The exercise:
Return the lines below exactly, starting with the line that contains "form: point(334, 191)." and stopping after the last line.
━━━ Information supplied
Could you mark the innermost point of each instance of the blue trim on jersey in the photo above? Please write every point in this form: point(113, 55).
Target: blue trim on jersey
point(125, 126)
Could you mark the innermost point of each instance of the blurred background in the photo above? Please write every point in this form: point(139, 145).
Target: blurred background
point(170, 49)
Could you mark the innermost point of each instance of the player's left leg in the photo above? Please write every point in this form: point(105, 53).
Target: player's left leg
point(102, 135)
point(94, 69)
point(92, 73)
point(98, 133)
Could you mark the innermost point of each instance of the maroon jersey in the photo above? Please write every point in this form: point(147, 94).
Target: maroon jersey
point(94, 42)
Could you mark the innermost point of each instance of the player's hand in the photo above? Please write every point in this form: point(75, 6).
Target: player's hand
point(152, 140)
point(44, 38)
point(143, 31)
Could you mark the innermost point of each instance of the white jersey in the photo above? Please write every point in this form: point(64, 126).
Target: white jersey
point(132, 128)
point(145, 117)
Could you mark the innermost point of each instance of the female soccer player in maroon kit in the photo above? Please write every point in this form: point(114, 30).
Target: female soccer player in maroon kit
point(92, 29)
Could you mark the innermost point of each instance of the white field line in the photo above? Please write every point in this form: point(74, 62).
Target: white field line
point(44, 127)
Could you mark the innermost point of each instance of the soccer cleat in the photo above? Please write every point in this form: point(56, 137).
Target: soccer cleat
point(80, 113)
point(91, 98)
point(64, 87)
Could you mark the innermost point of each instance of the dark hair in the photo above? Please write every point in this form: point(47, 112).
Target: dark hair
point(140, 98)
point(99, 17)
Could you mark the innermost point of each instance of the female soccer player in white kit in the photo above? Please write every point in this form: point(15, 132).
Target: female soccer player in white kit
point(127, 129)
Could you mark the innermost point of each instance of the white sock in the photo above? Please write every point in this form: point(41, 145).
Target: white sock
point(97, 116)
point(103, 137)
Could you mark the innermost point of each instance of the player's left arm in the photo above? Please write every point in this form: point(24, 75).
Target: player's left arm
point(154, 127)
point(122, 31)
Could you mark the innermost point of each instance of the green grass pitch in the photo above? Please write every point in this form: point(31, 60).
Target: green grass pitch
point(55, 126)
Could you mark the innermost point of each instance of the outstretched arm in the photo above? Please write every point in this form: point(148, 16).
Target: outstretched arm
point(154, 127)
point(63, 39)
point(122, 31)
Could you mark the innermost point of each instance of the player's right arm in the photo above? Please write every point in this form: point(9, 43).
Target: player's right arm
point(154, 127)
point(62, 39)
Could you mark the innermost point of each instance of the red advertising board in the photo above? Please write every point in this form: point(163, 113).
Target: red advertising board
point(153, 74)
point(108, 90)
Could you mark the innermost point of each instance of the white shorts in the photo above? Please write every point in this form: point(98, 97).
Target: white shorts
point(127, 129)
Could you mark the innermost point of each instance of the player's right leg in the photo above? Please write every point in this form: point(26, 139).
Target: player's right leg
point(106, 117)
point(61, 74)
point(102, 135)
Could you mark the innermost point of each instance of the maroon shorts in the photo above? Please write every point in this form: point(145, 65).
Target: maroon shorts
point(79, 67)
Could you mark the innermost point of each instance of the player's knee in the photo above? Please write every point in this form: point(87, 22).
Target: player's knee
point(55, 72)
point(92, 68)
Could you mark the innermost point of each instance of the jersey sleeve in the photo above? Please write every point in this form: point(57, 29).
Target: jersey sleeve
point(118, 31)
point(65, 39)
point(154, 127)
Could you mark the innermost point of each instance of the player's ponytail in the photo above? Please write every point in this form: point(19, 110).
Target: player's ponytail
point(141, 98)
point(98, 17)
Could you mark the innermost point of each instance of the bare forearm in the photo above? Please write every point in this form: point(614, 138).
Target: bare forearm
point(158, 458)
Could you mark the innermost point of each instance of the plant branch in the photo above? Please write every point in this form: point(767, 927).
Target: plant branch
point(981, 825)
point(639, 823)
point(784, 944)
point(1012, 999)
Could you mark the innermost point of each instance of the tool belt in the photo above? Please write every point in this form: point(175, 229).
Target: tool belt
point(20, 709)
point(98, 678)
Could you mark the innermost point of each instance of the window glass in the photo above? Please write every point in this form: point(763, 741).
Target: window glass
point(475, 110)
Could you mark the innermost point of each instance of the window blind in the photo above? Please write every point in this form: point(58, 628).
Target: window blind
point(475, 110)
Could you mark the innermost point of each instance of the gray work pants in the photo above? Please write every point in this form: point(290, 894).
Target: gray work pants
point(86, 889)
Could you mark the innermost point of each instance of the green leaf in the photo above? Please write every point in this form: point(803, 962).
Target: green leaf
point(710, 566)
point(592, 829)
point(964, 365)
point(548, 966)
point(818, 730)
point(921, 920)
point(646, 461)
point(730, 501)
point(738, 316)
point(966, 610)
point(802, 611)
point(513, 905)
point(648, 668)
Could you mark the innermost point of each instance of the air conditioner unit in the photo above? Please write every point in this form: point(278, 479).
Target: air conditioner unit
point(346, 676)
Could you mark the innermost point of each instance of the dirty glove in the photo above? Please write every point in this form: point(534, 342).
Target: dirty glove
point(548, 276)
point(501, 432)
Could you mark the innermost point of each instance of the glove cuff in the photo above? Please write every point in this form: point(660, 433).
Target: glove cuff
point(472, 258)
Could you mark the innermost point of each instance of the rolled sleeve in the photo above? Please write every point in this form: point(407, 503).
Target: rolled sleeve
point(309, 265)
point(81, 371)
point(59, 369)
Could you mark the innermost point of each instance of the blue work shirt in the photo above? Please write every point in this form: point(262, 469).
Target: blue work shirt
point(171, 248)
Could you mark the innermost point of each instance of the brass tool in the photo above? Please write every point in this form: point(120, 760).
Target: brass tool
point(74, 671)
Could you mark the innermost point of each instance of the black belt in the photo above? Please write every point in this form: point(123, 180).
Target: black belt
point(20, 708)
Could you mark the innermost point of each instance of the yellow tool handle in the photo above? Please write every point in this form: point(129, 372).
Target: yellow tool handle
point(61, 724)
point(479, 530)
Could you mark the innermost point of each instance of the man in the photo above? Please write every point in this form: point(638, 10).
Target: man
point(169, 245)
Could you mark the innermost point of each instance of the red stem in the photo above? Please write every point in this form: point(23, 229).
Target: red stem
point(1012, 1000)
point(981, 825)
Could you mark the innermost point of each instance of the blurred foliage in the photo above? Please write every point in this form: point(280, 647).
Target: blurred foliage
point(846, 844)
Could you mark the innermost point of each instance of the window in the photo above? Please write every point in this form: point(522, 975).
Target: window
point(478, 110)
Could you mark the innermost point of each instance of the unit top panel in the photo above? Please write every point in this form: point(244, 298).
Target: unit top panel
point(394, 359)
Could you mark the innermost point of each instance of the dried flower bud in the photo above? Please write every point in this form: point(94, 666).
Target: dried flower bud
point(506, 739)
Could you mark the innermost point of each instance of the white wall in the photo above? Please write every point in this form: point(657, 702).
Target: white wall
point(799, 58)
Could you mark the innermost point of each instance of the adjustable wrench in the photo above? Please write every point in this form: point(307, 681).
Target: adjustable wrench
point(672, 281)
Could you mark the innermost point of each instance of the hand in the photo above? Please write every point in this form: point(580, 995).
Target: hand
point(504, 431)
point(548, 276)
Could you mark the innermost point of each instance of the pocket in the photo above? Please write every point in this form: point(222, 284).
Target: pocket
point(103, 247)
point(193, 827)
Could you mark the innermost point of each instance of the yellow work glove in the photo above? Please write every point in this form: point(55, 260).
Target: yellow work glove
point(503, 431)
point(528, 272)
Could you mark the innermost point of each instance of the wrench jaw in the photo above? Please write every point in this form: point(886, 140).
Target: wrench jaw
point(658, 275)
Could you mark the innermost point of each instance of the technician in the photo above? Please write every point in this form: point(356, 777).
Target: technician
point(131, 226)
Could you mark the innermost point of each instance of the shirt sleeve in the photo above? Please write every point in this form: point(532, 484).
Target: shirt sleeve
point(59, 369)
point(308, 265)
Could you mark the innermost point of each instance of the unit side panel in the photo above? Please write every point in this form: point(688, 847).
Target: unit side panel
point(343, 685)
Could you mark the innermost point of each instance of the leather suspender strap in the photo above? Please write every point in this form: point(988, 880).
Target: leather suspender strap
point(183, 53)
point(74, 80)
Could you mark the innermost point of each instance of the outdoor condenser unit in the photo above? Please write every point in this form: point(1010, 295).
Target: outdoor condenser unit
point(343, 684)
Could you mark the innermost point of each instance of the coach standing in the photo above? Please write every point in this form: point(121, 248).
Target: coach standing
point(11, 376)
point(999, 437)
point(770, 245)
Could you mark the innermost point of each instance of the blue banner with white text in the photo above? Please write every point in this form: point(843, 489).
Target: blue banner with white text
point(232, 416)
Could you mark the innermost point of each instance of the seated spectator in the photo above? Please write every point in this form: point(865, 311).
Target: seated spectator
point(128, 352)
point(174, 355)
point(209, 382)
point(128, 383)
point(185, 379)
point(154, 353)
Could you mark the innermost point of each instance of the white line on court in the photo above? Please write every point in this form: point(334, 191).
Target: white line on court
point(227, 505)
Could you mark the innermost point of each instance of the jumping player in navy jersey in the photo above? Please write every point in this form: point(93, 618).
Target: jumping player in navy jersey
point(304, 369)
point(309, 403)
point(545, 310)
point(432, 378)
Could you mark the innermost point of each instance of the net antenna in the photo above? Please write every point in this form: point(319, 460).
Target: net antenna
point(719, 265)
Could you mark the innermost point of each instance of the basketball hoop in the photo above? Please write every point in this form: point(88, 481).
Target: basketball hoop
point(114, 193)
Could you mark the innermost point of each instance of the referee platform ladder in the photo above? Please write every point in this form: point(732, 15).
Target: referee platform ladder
━━━━━━
Correct result:
Could you mark the innermost point of each instance of the white line on court in the photo above? Please write every point in this form: point(334, 191).
Target: white line on court
point(227, 505)
Could you mark the innermost point of each instance of the jumping player in navy jersey in the photo above? Please write every point in this form: point(93, 618).
Target: jumping player in navy jersey
point(304, 369)
point(309, 403)
point(545, 310)
point(432, 378)
Could you mark the innermost point of each instance of the net antenna in the photo above? Please write every point in this form: point(319, 460).
Target: net antenna
point(719, 265)
Could you mark the innermost point of each instance of the basketball hoop in the photo above? Please write every point in this form: point(88, 481).
Target: basketball hoop
point(114, 193)
Could you mark the innermost point of each instance of the referee platform ladder in the photo above? Please write every point in this form: point(732, 15).
Target: referee platform ladder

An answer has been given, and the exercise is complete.